═════ DATA TO USE ═════

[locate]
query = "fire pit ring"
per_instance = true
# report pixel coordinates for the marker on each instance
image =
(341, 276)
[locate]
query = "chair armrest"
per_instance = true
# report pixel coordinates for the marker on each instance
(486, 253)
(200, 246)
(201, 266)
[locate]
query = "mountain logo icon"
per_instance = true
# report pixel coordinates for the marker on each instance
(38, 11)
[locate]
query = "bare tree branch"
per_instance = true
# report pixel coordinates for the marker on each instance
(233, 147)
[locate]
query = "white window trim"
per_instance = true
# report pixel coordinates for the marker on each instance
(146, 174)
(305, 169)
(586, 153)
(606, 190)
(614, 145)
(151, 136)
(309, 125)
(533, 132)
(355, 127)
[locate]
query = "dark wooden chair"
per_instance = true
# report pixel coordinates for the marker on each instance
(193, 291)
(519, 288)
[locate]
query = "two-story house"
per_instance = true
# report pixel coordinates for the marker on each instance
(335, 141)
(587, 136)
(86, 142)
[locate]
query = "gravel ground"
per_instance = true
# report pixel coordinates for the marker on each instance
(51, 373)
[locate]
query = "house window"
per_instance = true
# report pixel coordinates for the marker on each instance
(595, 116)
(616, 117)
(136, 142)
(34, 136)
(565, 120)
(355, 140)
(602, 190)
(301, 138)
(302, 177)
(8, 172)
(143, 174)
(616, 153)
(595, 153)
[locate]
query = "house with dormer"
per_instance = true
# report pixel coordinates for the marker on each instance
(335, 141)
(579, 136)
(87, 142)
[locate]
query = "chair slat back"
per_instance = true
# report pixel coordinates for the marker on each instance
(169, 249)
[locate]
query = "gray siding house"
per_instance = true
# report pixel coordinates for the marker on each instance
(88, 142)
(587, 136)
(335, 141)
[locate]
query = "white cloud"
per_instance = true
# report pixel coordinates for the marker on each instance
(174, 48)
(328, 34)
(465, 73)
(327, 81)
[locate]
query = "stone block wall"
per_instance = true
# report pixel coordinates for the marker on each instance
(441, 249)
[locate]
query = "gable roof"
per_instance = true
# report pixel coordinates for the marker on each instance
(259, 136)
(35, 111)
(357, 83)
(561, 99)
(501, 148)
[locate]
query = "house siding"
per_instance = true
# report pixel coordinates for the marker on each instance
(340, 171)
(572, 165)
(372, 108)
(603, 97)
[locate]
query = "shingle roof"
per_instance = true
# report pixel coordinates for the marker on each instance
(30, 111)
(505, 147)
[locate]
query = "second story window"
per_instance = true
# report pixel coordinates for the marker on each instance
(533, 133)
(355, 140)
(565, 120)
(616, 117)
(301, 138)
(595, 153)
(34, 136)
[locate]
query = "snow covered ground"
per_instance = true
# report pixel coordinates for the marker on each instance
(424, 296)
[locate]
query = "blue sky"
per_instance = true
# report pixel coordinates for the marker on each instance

═════

# WORK TO COMPLETE
Print the records once more, exactly as written.

# EXERCISE OUTPUT
[locate]
query = "fire pit ring"
per_instance = true
# report pixel coordinates for the marker on each instance
image =
(341, 276)
[locate]
query = "chair armrest"
per_instance = true
# report pixel coordinates for the marker on each instance
(486, 253)
(200, 246)
(201, 266)
[locate]
query = "mountain logo icon"
per_instance = true
# report pixel coordinates for the marker on each instance
(38, 11)
[locate]
query = "bare tree branch"
per_instance = true
# report pixel coordinates for the marker on each instance
(233, 147)
[locate]
query = "white window trim"
per_instance = true
# report pixel coordinates for the marker on each instance
(146, 174)
(305, 169)
(586, 153)
(606, 190)
(614, 145)
(151, 136)
(309, 125)
(533, 132)
(355, 127)
[locate]
query = "dark wooden chair"
per_instance = true
# report pixel coordinates for the marker on each instance
(193, 291)
(519, 288)
[locate]
query = "two-story house"
per_instance = true
# report pixel coordinates for the marker on each instance
(335, 141)
(587, 136)
(86, 142)
[locate]
query = "gravel ground"
per_instance = true
# report pixel coordinates for the marker on each instance
(51, 373)
[locate]
query = "house window"
per_instance = true
# report pixel coordinates for the marker on each instance
(595, 116)
(616, 117)
(136, 142)
(34, 136)
(565, 120)
(355, 140)
(602, 190)
(301, 138)
(302, 177)
(8, 172)
(143, 174)
(616, 153)
(595, 153)
[locate]
query = "house with dormer"
per_instance = true
# report pixel coordinates for the marker on each instance
(335, 141)
(579, 136)
(87, 142)
[locate]
query = "chair slat back"
per_instance = true
# report pixel coordinates for the marker on each instance
(169, 249)
[locate]
query = "gray siding house"
per_instance = true
# report pixel coordinates for the marker on each instance
(88, 142)
(587, 136)
(335, 141)
[locate]
query = "white cloud"
per_instance = true
# report pixel coordinates for the marker on each instance
(174, 48)
(328, 34)
(465, 73)
(327, 81)
[locate]
query = "stone block wall"
per_instance = true
# report pixel coordinates for the marker on each instance
(441, 249)
[locate]
query = "gable roof"
per_instance = true
# report pixel coordinates for the marker on each instance
(259, 136)
(35, 111)
(357, 83)
(561, 99)
(501, 148)
[locate]
query = "house siding"
per_instance = true
# report pixel coordinates for the marker on each instance
(340, 171)
(572, 165)
(372, 108)
(603, 97)
[locate]
query = "shingle roof"
per_instance = true
# report pixel coordinates for the marker on each instance
(30, 111)
(505, 147)
[locate]
query = "second story window"
per_instance = true
# report pixel coordinates for the marker on each instance
(533, 133)
(355, 140)
(565, 120)
(616, 117)
(301, 138)
(595, 153)
(34, 136)
[locate]
query = "snow covered ground"
per_instance = true
# report pixel coordinates for the marker on each instance
(424, 296)
[locate]
query = "blue sky"
per_instance = true
# report pixel coordinates for the marker on each instance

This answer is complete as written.